## Texto de leitura

════════════════

Meu último post foi este aqui:

Triste Fim de Policarpo Social Mundial, por Paulo Roberto de Almeida
2010 fevereiro 2

Recebi, como seria de se esperar sendo tão provocador (confesso que deliberadamente), muitos comentários, alguns sorrindo comigo ante tantas inconsequencias desse bando de malucos que são os antiglobalizadores, outros indagando questões específicas (que respondo quando consigo entender, o que nem sempre é o caso), e um ou dois, finalmente, me criticando, o que é sempre bem-vindo (e agradeço sinceramente, não hipocritamente; tenho vários defeitos, mas não o dom da hipocrisia).

════════════════

## Informações fornecidas
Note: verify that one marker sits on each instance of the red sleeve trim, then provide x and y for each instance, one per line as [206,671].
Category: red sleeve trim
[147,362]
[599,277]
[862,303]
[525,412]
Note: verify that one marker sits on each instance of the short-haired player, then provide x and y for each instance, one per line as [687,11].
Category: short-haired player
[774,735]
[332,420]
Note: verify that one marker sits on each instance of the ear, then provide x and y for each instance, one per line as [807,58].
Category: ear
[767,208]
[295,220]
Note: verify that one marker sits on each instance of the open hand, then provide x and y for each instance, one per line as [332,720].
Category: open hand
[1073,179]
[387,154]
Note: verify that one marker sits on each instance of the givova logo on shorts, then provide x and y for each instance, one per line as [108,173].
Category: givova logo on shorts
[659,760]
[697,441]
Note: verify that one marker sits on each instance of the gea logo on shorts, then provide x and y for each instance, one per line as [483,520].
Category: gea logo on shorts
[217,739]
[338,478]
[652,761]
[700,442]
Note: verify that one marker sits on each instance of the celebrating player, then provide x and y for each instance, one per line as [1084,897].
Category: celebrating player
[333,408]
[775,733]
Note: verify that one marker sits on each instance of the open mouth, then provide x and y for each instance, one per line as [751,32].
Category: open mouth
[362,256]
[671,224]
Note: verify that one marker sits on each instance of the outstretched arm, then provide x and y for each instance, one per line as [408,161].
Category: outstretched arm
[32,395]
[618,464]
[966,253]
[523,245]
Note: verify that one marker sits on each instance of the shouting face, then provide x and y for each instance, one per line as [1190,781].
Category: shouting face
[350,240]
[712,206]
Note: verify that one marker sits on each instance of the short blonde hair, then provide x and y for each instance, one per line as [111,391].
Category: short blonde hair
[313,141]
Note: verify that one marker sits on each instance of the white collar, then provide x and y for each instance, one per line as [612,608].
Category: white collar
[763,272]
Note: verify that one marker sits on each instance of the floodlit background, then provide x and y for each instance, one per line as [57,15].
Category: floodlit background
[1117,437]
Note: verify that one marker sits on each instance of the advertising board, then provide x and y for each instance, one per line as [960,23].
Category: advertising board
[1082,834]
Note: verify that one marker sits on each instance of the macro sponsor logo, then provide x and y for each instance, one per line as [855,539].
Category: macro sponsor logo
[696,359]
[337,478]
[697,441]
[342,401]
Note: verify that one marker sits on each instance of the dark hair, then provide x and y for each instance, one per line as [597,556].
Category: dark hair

════════════════

## Tarefa
Transcreva o trecho do texto de leitura que vai de “Meu último post” até “dom da hipocrisia).”, incluindo os dois.

## Solução
Meu último post foi este aqui:

Triste Fim de Policarpo Social Mundial, por Paulo Roberto de Almeida
2010 fevereiro 2

Recebi, como seria de se esperar sendo tão provocador (confesso que deliberadamente), muitos comentários, alguns sorrindo comigo ante tantas inconsequencias desse bando de malucos que são os antiglobalizadores, outros indagando questões específicas (que respondo quando consigo entender, o que nem sempre é o caso), e um ou dois, finalmente, me criticando, o que é sempre bem-vindo (e agradeço sinceramente, não hipocritamente; tenho vários defeitos, mas não o dom da hipocrisia).